### TASK GOAL
Duplicate the following lines without changing anything.

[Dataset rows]

* * * * *

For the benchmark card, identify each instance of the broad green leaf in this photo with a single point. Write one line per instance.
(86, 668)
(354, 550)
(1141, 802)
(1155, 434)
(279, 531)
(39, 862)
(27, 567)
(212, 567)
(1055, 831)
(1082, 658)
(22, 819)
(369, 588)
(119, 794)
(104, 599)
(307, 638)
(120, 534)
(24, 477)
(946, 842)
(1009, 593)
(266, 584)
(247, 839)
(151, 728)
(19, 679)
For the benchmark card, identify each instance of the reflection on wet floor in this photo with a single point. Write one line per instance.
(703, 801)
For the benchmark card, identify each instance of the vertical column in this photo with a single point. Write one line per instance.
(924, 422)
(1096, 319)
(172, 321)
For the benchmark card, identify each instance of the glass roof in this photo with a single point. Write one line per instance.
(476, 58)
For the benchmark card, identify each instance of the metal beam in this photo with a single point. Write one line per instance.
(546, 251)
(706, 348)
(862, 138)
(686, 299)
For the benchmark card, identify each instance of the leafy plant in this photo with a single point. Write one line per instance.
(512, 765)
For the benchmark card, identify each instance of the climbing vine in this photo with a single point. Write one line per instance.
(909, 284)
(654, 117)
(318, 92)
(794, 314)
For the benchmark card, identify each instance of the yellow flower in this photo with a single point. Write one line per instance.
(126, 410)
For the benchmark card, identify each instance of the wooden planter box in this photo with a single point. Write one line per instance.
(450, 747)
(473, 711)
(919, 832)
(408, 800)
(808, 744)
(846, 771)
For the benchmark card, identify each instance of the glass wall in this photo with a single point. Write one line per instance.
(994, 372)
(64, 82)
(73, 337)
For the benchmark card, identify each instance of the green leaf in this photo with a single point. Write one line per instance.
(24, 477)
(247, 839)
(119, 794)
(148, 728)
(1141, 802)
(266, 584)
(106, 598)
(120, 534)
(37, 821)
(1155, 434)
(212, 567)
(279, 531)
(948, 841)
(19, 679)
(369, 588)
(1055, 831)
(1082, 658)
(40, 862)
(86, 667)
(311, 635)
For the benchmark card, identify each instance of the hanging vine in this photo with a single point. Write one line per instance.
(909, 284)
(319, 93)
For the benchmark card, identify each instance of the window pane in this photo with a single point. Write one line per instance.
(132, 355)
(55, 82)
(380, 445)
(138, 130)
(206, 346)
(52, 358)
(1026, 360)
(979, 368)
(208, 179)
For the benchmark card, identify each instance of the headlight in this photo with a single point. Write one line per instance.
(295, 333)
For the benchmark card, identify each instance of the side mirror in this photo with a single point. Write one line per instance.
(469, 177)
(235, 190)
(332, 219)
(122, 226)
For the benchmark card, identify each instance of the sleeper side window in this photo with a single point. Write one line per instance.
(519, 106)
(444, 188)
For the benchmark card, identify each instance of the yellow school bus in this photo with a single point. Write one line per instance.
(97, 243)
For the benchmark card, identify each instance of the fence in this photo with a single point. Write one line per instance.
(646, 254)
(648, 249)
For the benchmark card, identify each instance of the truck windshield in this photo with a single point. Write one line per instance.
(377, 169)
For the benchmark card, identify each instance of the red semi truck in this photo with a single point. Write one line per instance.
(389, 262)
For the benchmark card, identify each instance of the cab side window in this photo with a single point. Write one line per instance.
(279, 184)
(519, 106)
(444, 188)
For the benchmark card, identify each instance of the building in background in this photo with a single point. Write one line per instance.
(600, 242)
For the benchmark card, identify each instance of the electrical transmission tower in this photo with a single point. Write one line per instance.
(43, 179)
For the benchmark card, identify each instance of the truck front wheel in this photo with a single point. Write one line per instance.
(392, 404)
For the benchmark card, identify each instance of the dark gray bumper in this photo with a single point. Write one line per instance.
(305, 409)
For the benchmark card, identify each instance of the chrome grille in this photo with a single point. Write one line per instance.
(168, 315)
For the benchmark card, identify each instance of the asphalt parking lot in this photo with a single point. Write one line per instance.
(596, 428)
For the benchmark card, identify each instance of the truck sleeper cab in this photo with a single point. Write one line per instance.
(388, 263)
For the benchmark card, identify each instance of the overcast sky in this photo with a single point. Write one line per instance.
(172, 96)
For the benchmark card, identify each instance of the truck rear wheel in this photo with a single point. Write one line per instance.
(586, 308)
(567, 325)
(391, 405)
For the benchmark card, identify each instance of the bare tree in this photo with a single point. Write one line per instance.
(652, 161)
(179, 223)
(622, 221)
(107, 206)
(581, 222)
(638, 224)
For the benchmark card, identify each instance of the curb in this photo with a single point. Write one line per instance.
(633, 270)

* * * * *

### OUTPUT OF THE TASK
For the benchmark card, identify each instance of the broad green leaf in this photo with a single point. Write one line per instance.
(86, 668)
(354, 550)
(1141, 802)
(1155, 434)
(279, 531)
(39, 862)
(27, 567)
(212, 567)
(1055, 831)
(1082, 658)
(22, 819)
(369, 588)
(119, 794)
(104, 599)
(307, 638)
(120, 534)
(24, 477)
(946, 842)
(1009, 593)
(266, 584)
(247, 839)
(151, 728)
(19, 679)
For the benchmark card, identify each instance of the reflection on wet floor in this photo with a single point. Write one line per instance.
(703, 801)
For the benchmark card, identify each instance of the vertical column in this photo with a single point. Write one line per instance.
(924, 422)
(1096, 319)
(172, 321)
For the benchmark card, identify each instance of the glass roof in this photo with a single point. Write one line per instance.
(476, 58)
For the benchmark card, identify each instance of the metal beam in this photo with a single point. Write one line per instance.
(546, 251)
(706, 348)
(862, 138)
(686, 299)
For the benchmark card, identify each instance of the leafy plant in this photo with a single point. Write one line per instance.
(512, 765)
For the benchmark card, identify each instance of the climbing vine in this photo with a single point. Write one line per instance.
(909, 284)
(654, 117)
(318, 92)
(794, 314)
For the benchmark card, identify each instance of the yellow flower in this photo with a single point. Write one line per instance.
(126, 410)
For the benchmark card, identify each instance of the wooden planter box in this photo with a single point. Write one line per instance.
(450, 747)
(473, 711)
(919, 832)
(408, 800)
(808, 744)
(846, 771)
For the benchmark card, identify each instance of the glass wall in this photo with a single point. Write one line per instance.
(994, 372)
(64, 82)
(73, 337)
For the benchmark card, identify each instance of the green leaf in this photo with a single point. Write one line per instance.
(24, 477)
(247, 839)
(119, 794)
(148, 728)
(1141, 802)
(266, 584)
(106, 598)
(120, 534)
(37, 821)
(1155, 434)
(212, 567)
(279, 531)
(948, 841)
(19, 679)
(369, 588)
(1055, 831)
(1082, 658)
(40, 862)
(86, 667)
(311, 635)
For the benchmark card, identify each instance of the hanging vine in this photo with a single point. Write one line per instance.
(909, 284)
(319, 93)
For the benchmark card, identify each instance of the window pane in this photo with a single point. Write one line per instance.
(132, 355)
(55, 82)
(380, 445)
(138, 130)
(206, 346)
(52, 358)
(1026, 360)
(979, 368)
(208, 179)
For the benchmark card, identify each instance of the headlight in this photo with a single point. Write one line per instance.
(295, 333)
For the benchmark card, identify each instance of the side mirror in this photo with a single point. Write one line per instance.
(469, 177)
(235, 190)
(332, 219)
(122, 226)
For the benchmark card, identify each instance of the sleeper side window in this photo with a single point. Write one line per instance.
(519, 106)
(444, 188)
For the benchmark card, identify each instance of the yellow school bus in this photo with a single point. Write one line per instance.
(97, 243)
For the benchmark card, identify each instance of the fence in this photo with a single point. Write one line per instance.
(646, 254)
(648, 249)
For the benchmark card, identify each instance of the truck windshield in this photo with a single point. Write one line per instance.
(377, 169)
For the benchmark card, identify each instance of the red semi truck in this photo with a single point. Write one line per instance.
(389, 262)
For the benchmark card, identify each instance of the cab side window in this photo with a single point. Write one line per instance.
(279, 184)
(519, 106)
(444, 188)
For the benchmark card, identify each instance of the building in background in this photo with a single point. Write one line per instance.
(600, 242)
For the benchmark card, identify each instance of the electrical transmission tower in this photo with a single point. Write one line per instance.
(43, 179)
For the benchmark card, identify each instance of the truck front wheel in this photo with a single point. Write one line per instance.
(392, 404)
For the benchmark card, identify each instance of the dark gray bumper in this photo with a single point. Write one line per instance.
(305, 409)
For the benchmark card, identify each instance of the chrome grille in this photo with a single point. Write one line per instance.
(168, 315)
For the benchmark card, identify each instance of the asphalt parking lot in this photo with a single point. Write one line per instance.
(596, 428)
For the benchmark card, identify each instance of the truck sleeper cab in this photo with a single point. Write one line per instance.
(388, 263)
For the benchmark card, identify each instance of the overcast sky in this photo with a single point. Write one line per instance.
(172, 96)
For the benchmark card, identify each instance of the truck rear wheel in this photo with a single point. Write one line per instance.
(586, 308)
(567, 325)
(391, 405)
For the benchmark card, identify each instance of the bare tree in this photo with a single point. Write one line per instance.
(652, 161)
(179, 223)
(622, 221)
(107, 206)
(581, 222)
(638, 224)
For the benchmark card, identify each instance of the curb in this photo with a single point. Write one line per instance.
(633, 270)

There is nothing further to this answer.